DESCRIPTION OF THE TASK:
Reproduce the following material word for word, keeping every line unchanged.

PROVIDED INFORMATION:
----------------------------------------
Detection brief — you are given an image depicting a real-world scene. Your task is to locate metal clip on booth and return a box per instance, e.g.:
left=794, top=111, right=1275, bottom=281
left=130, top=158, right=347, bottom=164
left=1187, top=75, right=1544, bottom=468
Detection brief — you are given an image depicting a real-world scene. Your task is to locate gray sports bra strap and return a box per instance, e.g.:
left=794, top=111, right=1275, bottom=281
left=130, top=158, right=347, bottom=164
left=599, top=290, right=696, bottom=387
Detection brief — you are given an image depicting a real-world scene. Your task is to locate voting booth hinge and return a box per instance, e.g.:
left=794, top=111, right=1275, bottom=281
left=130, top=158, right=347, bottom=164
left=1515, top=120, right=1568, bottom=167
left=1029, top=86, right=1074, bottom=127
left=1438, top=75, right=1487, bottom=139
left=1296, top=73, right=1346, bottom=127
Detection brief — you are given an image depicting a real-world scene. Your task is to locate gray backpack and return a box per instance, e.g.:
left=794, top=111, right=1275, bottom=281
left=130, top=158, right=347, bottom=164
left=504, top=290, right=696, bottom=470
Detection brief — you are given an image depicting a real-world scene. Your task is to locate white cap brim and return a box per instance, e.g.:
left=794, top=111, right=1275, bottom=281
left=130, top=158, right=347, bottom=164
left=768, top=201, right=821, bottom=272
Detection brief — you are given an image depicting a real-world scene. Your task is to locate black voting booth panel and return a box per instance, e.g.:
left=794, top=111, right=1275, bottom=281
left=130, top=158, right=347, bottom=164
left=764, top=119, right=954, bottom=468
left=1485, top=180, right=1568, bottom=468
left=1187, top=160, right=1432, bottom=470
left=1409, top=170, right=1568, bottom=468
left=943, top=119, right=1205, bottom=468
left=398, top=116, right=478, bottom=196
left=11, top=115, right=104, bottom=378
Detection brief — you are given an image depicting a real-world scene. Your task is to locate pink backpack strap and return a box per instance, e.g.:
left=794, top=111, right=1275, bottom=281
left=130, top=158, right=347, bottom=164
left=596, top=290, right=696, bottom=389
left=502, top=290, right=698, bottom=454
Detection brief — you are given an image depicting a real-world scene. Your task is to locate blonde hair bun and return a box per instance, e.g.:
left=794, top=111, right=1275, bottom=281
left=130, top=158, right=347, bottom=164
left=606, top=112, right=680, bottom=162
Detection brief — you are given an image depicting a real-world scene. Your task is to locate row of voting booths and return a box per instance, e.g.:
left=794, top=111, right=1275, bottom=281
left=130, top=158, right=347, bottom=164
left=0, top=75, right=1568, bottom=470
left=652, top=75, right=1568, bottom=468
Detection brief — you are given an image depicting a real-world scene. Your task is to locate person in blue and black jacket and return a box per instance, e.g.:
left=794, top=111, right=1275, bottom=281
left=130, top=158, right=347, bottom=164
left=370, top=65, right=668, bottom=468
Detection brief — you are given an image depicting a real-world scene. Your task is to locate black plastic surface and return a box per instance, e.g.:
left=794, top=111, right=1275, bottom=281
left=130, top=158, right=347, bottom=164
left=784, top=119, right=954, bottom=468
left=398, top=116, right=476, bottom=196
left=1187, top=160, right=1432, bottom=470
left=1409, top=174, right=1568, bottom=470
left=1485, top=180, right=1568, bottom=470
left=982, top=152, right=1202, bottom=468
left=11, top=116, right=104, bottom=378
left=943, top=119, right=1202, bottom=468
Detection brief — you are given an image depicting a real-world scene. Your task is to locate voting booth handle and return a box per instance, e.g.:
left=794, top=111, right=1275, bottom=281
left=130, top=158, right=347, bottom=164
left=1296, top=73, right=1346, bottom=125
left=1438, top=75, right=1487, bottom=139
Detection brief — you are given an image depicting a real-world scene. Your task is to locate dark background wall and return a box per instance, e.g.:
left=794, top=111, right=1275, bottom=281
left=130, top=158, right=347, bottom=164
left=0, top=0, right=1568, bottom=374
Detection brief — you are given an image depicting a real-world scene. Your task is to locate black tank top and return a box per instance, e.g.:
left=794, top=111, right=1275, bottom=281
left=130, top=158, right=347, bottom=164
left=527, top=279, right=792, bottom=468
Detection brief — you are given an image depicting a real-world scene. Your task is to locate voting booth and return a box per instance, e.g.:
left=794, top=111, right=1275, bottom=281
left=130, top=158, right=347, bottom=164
----------------------------------------
CORRECT ANSWER:
Detection brief — you are given an image depicting a real-world scene. Your task is to locate metal clip on booth and return a box per instance, e.g.:
left=794, top=111, right=1275, bottom=281
left=130, top=158, right=347, bottom=164
left=1187, top=75, right=1544, bottom=468
Detection brief — you are given an image depicting a real-world scene. Your task is to locate gray sports bra strap and return a box per instance, e.g.:
left=794, top=111, right=1275, bottom=281
left=130, top=158, right=347, bottom=164
left=599, top=290, right=696, bottom=387
Detection brief — you are given an image depicting a real-world scene. Your task is to locate voting booth hinge and return a box per instance, e.g.:
left=794, top=111, right=1275, bottom=281
left=130, top=158, right=347, bottom=164
left=1515, top=120, right=1568, bottom=167
left=1029, top=86, right=1074, bottom=127
left=1438, top=75, right=1487, bottom=139
left=1296, top=73, right=1346, bottom=127
Detection brief — you are given an image depicting a real-world scene. Your task is to locate gray backpack and return a box per instance, e.g.:
left=794, top=111, right=1275, bottom=281
left=130, top=158, right=347, bottom=164
left=504, top=290, right=696, bottom=470
Detection brief — you are given an image depicting a real-world scene. Your task is to locate white cap brim and return a box per instance, e.g.:
left=794, top=111, right=1275, bottom=281
left=130, top=158, right=347, bottom=164
left=768, top=201, right=821, bottom=272
Detection brief — you are given an image depicting a real-world scene. Your task is to locate black voting booth panel and return a box per instance, e.g.:
left=794, top=111, right=1275, bottom=281
left=130, top=158, right=347, bottom=164
left=764, top=119, right=954, bottom=468
left=1485, top=180, right=1568, bottom=468
left=1187, top=160, right=1432, bottom=470
left=1409, top=170, right=1568, bottom=468
left=943, top=119, right=1205, bottom=468
left=398, top=116, right=478, bottom=196
left=11, top=115, right=104, bottom=378
Detection brief — you are given an image depicting a real-world scene. Your task is to locate pink backpack strap and return a box per instance, e.g.:
left=794, top=111, right=1275, bottom=281
left=130, top=158, right=347, bottom=164
left=596, top=290, right=696, bottom=389
left=502, top=290, right=698, bottom=454
Detection brief — you are given an image depicting a real-world scene. Your task is to locate blonde hair bun and return a box per instance, e.g.:
left=794, top=111, right=1275, bottom=281
left=130, top=158, right=347, bottom=164
left=606, top=112, right=680, bottom=162
Detection brief — you are given an image depicting a real-world scene. Your task is to locate row of voting booths and return a box per instance, e.g.:
left=794, top=111, right=1275, bottom=281
left=130, top=158, right=347, bottom=164
left=0, top=75, right=1568, bottom=470
left=652, top=75, right=1568, bottom=468
Detection brief — you are given an image depicting a real-world scene. Your task is to locate person in blue and black jacket and return a box per instance, e.g.:
left=794, top=111, right=1275, bottom=281
left=130, top=158, right=347, bottom=164
left=370, top=65, right=668, bottom=468
Detection brief — you are given an image depicting a real-world scene. Your task is to locate black plastic surface and return a box per instance, e.g.:
left=794, top=111, right=1275, bottom=281
left=130, top=158, right=347, bottom=164
left=784, top=119, right=954, bottom=468
left=398, top=116, right=476, bottom=196
left=1187, top=160, right=1432, bottom=470
left=1409, top=174, right=1568, bottom=470
left=1485, top=180, right=1568, bottom=470
left=982, top=152, right=1202, bottom=468
left=11, top=116, right=104, bottom=378
left=943, top=119, right=1202, bottom=468
Detection brief — you are given an image depicting a real-world scene. Your task is to locate voting booth handle and return a box per instance, e.g.:
left=794, top=111, right=1275, bottom=281
left=130, top=158, right=347, bottom=164
left=1296, top=73, right=1346, bottom=125
left=1438, top=75, right=1487, bottom=139
Detection brief — you are given an image depicting a real-world scene. Your task is to locate dark background wall and return a box per instance, e.g.:
left=794, top=111, right=1275, bottom=281
left=130, top=158, right=347, bottom=164
left=0, top=0, right=1568, bottom=374
Detection brief — you are given an image depicting a real-world scene. Your task is to locate black tank top and return a box per instance, e.g.:
left=794, top=111, right=1275, bottom=281
left=130, top=158, right=347, bottom=164
left=527, top=279, right=792, bottom=468
Detection brief — you are given an image depicting a real-world scene. Your task is to locate voting booth and return a box per instance, e.g.:
left=794, top=111, right=1275, bottom=281
left=130, top=158, right=347, bottom=164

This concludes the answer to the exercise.